Some records —
■ ■ ■ ■ ■

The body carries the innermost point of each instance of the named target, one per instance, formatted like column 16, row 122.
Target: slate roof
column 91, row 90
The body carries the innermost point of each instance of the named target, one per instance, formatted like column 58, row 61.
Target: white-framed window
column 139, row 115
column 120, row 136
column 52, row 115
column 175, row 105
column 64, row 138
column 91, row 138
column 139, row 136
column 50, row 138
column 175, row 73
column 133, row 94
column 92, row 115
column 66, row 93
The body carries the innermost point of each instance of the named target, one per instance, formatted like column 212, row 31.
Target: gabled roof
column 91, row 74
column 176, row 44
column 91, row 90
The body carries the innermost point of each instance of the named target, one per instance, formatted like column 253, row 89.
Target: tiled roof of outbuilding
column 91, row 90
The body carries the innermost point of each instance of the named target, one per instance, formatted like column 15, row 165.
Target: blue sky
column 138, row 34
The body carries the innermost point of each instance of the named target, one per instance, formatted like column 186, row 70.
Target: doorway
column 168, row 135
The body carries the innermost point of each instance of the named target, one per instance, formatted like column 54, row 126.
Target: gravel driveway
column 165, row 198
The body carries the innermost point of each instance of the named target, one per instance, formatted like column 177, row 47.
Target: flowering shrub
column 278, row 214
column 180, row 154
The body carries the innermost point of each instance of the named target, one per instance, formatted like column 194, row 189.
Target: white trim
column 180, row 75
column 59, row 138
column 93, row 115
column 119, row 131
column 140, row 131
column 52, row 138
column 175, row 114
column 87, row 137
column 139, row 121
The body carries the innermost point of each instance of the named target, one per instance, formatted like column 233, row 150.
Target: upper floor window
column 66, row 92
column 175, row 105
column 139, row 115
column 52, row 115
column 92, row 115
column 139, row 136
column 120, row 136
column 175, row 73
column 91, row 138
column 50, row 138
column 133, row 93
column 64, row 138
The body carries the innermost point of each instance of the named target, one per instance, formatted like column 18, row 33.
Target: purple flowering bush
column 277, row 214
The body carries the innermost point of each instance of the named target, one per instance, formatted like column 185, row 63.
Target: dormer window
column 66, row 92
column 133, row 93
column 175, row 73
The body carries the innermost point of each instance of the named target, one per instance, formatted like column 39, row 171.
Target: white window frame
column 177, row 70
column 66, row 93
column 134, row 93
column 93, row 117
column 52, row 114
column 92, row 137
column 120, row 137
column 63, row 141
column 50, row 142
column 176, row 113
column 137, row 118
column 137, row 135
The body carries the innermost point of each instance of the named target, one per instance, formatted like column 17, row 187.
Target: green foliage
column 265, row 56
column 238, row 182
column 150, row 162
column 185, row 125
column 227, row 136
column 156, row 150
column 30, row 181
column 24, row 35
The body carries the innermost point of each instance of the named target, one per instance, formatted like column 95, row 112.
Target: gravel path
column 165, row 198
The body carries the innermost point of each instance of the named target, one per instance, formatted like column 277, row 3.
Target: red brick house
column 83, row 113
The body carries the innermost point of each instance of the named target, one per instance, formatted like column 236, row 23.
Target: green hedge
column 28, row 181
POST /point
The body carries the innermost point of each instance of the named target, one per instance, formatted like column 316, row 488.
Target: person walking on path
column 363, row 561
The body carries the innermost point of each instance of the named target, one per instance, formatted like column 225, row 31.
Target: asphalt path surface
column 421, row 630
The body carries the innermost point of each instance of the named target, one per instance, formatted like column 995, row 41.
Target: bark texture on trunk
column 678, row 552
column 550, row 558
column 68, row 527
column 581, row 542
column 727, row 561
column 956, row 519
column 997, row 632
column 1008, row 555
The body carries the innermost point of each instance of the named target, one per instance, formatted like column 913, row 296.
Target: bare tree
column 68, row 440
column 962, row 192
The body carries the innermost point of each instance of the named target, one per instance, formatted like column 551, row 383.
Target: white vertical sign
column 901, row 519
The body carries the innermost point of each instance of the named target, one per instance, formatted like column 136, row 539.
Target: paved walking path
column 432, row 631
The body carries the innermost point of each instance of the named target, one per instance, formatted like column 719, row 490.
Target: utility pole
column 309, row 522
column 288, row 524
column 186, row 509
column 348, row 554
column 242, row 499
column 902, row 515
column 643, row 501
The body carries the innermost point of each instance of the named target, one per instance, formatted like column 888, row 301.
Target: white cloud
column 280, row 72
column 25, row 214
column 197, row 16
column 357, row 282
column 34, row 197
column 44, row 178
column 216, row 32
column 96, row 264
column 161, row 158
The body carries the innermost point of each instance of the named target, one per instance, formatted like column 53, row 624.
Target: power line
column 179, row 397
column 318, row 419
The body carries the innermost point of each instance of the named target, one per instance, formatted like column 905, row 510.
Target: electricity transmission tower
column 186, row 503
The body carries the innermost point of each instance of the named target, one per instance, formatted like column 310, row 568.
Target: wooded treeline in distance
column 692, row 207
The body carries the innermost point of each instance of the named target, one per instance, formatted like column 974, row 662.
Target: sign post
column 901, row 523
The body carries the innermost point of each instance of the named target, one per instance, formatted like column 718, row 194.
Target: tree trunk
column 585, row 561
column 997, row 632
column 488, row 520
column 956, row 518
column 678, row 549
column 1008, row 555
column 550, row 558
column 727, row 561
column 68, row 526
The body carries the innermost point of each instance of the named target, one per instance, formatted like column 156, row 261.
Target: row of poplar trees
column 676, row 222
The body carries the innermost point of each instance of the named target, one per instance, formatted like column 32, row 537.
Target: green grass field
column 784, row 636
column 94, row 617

■ ■ ■ ■ ■

THE REQUEST — Copy out the stretch of the entries above from the line containing "236, row 23." through the line containing "column 28, row 181", word for word, including both of those lines.

ANSWER TO THE EXERCISE —
The body carries the innermost point of each instance of the named target, one per instance, formatted like column 236, row 23.
Target: green hedge
column 28, row 181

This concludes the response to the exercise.